# Work instruction:
Retype the records below so that each one matches exactly.

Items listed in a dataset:
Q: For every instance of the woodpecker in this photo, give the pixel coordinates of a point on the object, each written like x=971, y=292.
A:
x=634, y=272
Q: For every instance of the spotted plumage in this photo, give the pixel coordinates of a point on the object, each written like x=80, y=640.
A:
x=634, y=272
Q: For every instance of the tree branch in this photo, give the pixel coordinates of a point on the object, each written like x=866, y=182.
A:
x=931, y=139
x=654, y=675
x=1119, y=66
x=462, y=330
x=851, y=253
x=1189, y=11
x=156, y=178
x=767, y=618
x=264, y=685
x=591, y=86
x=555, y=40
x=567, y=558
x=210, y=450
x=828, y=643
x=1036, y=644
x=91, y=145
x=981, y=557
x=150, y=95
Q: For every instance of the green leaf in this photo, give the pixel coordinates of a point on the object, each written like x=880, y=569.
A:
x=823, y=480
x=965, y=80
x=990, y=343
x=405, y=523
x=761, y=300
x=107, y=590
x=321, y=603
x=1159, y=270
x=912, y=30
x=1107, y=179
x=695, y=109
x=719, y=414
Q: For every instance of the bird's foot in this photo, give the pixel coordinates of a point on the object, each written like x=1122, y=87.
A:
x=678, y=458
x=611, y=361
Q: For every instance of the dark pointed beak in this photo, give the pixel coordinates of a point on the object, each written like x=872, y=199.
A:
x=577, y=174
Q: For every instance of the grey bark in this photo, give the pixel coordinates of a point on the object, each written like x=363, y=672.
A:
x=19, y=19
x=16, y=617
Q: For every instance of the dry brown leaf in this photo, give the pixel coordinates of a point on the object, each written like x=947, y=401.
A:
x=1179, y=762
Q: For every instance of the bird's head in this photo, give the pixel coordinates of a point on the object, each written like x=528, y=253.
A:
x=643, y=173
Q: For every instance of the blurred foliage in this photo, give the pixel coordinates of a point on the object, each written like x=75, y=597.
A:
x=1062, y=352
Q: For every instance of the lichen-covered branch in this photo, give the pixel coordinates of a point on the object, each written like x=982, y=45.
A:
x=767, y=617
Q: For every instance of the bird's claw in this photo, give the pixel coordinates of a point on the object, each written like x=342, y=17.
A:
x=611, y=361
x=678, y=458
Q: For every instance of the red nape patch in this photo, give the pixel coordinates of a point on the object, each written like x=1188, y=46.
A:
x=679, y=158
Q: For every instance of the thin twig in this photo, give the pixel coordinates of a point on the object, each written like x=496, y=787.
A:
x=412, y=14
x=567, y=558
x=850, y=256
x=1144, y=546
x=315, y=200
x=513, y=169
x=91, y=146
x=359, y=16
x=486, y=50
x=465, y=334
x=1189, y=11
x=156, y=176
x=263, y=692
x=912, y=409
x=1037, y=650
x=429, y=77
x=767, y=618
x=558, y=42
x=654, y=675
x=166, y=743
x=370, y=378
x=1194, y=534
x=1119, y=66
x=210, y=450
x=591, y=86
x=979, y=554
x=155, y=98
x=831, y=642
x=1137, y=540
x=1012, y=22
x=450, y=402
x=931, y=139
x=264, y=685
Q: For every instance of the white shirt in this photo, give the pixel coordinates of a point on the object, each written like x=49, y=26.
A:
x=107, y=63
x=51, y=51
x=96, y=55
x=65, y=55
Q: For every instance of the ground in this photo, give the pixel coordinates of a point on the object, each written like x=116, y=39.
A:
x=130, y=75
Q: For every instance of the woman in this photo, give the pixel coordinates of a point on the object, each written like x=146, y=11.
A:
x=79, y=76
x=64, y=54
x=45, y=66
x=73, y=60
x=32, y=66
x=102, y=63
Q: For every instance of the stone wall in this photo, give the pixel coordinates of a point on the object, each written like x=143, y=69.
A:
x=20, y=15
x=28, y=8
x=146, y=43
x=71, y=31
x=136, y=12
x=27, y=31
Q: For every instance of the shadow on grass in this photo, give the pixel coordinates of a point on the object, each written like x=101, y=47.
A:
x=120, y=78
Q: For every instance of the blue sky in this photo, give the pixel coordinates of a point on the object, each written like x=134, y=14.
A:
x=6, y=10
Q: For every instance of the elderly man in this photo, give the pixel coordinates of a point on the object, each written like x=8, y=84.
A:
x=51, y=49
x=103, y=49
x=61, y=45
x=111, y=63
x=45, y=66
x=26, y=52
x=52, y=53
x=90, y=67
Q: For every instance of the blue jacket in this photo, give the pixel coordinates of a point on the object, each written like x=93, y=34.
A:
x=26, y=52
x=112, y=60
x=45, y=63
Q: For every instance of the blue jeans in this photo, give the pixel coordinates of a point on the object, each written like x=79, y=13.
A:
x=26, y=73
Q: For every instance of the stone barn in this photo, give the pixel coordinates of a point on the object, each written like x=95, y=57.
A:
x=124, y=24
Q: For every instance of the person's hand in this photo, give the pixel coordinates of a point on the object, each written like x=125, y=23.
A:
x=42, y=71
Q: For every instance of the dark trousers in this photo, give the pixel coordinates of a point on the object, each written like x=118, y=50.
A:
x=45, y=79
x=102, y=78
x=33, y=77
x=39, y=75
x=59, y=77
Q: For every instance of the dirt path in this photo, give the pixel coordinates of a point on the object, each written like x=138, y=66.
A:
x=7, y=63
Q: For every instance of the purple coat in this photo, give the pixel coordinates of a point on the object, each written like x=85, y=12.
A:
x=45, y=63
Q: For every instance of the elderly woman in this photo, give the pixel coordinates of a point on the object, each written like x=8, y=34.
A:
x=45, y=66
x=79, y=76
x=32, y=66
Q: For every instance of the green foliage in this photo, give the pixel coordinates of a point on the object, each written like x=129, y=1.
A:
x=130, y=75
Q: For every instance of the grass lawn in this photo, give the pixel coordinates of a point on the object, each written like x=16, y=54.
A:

# Answer:
Q: For every instance of the woodpecker in this photo, give the pixel coordinates of a point on the object, each written like x=971, y=292.
A:
x=634, y=272
Q: For every instance of the spotted plumage in this photo, give the pixel coordinates of a point on the object, each written like x=80, y=640.
A:
x=634, y=272
Q: For every instance of the tree branch in this photo, give the pixel coordinates of a point on the object, each written like x=866, y=182.
A:
x=931, y=139
x=654, y=675
x=1119, y=66
x=462, y=330
x=851, y=253
x=1189, y=11
x=156, y=178
x=767, y=618
x=264, y=685
x=591, y=86
x=555, y=40
x=567, y=558
x=210, y=450
x=828, y=643
x=1036, y=644
x=91, y=145
x=981, y=557
x=150, y=95
Q: For every instance of the green leaf in this photo, give the pixel coordinates of a point on the object, each written like x=880, y=569.
A:
x=823, y=480
x=965, y=80
x=990, y=343
x=405, y=523
x=761, y=300
x=107, y=590
x=321, y=603
x=1159, y=270
x=912, y=30
x=1107, y=179
x=695, y=109
x=719, y=414
Q: For every instance of the bird's foot in this photo, give the pixel coordinates of a point on the object, each written like x=1122, y=87.
A:
x=678, y=458
x=611, y=361
Q: For every instance of the dark pointed beak in this photo, give the pixel coordinates of a point on the object, each written like x=872, y=199.
A:
x=577, y=174
Q: For every instance of the grey bark in this photo, give the pixel coordinates of a point on the object, each written like x=363, y=672.
A:
x=19, y=19
x=16, y=617
Q: For every instance of the dry brown leaf in this photo, give the pixel coordinates of a point on the object, each written like x=947, y=401.
A:
x=1179, y=762
Q: For every instance of the bird's head in this photo, give the pixel coordinates of a point on the object, each written like x=528, y=253.
A:
x=643, y=173
Q: For every instance of the blurred foliage in this photo, give the pixel coordinates of a point on the object, each written like x=75, y=597.
A:
x=1062, y=352
Q: For every instance of the lichen-covered branch in this photo, give the pixel coordinates of a point on the object, each written like x=982, y=45.
A:
x=767, y=617
Q: For every instance of the bird's claw in this photo, give the pixel coordinates of a point on the object, each written like x=342, y=17.
A:
x=611, y=361
x=678, y=458
Q: For every instance of the red nape patch in this photo, give the pixel coordinates of a point on the object, each written like x=1188, y=46.
A:
x=679, y=158
Q: For every instance of the thin twig in this photo, give the pixel coordinates of a point on the object, each written like x=496, y=787.
A:
x=412, y=14
x=567, y=558
x=850, y=256
x=1144, y=546
x=315, y=200
x=513, y=169
x=91, y=146
x=359, y=16
x=486, y=50
x=465, y=334
x=1189, y=11
x=156, y=176
x=263, y=692
x=912, y=409
x=1037, y=650
x=429, y=77
x=767, y=618
x=558, y=42
x=654, y=675
x=166, y=743
x=370, y=378
x=1194, y=534
x=1119, y=66
x=210, y=450
x=591, y=86
x=979, y=554
x=155, y=98
x=831, y=642
x=1137, y=540
x=1012, y=22
x=450, y=402
x=931, y=139
x=264, y=685
Q: For every instance of the white shirt in this photo, give the pixel coordinates of a point on the object, each written like x=49, y=26.
A:
x=107, y=63
x=51, y=51
x=96, y=55
x=65, y=55
Q: For every instance of the ground in this photo, give the pixel coordinates of a point on the object, each written like x=116, y=39.
A:
x=130, y=75
Q: For every instance of the woman in this photo, give the pixel coordinates of a point on the object, each written like x=146, y=11.
A:
x=79, y=76
x=64, y=54
x=45, y=66
x=73, y=60
x=32, y=66
x=102, y=63
Q: For every instance of the stone wall in this photo, give the pixel coordinates of a point on the object, each written like x=143, y=69.
A:
x=20, y=15
x=28, y=8
x=146, y=43
x=71, y=31
x=136, y=12
x=27, y=31
Q: For every instance of the shadow on grass in this photo, give the pixel coordinates of a point on the object, each written like x=101, y=47.
A:
x=120, y=78
Q: For every instance of the blue sky in this photo, give the pixel coordinates of a point on the object, each written like x=134, y=14.
A:
x=6, y=10
Q: For every instance of the elderly man in this photo, give the pixel coordinates of a point on the object, each written like x=8, y=84.
A:
x=51, y=49
x=103, y=49
x=61, y=45
x=111, y=63
x=45, y=66
x=26, y=52
x=52, y=53
x=90, y=67
Q: For every instance of the blue jacket in this photo, give the pixel coordinates of a point on the object, each written like x=93, y=34.
A:
x=26, y=52
x=112, y=60
x=45, y=63
Q: For every instance of the blue jeans in this photo, give the pixel coordinates of a point on the object, each written like x=79, y=13.
A:
x=26, y=73
Q: For every instance of the stone barn in this photo, give the pixel coordinates of a point on the object, each written like x=95, y=57.
A:
x=124, y=24
Q: For every instance of the person's hand in this photo, give the pixel coordinates of a point on the object, each written like x=125, y=23.
A:
x=42, y=71
Q: For every instance of the dark trousers in this photo, give the pixel coordinates of a point on the object, each written like x=118, y=50.
A:
x=45, y=79
x=102, y=78
x=33, y=77
x=39, y=75
x=59, y=77
Q: For every instance of the dirt path in this photo, give the pixel coordinates of a point on the object, each written like x=138, y=66.
A:
x=7, y=63
Q: For every instance of the purple coat in this photo, give the pixel coordinates of a point on the object, each written like x=85, y=12.
A:
x=45, y=63
Q: For every instance of the elderly woman in this photo, give the pixel coordinates of a point on the object, each written like x=8, y=34.
A:
x=45, y=66
x=79, y=76
x=32, y=66
Q: For every instance of the green foliage in this photo, give the pixel coordinates of a point on the object, each written like x=129, y=1.
A:
x=130, y=75
Q: For every instance of the grass lawn in this photo, give the pixel coordinates of a point on the object, each written like x=16, y=54.
A:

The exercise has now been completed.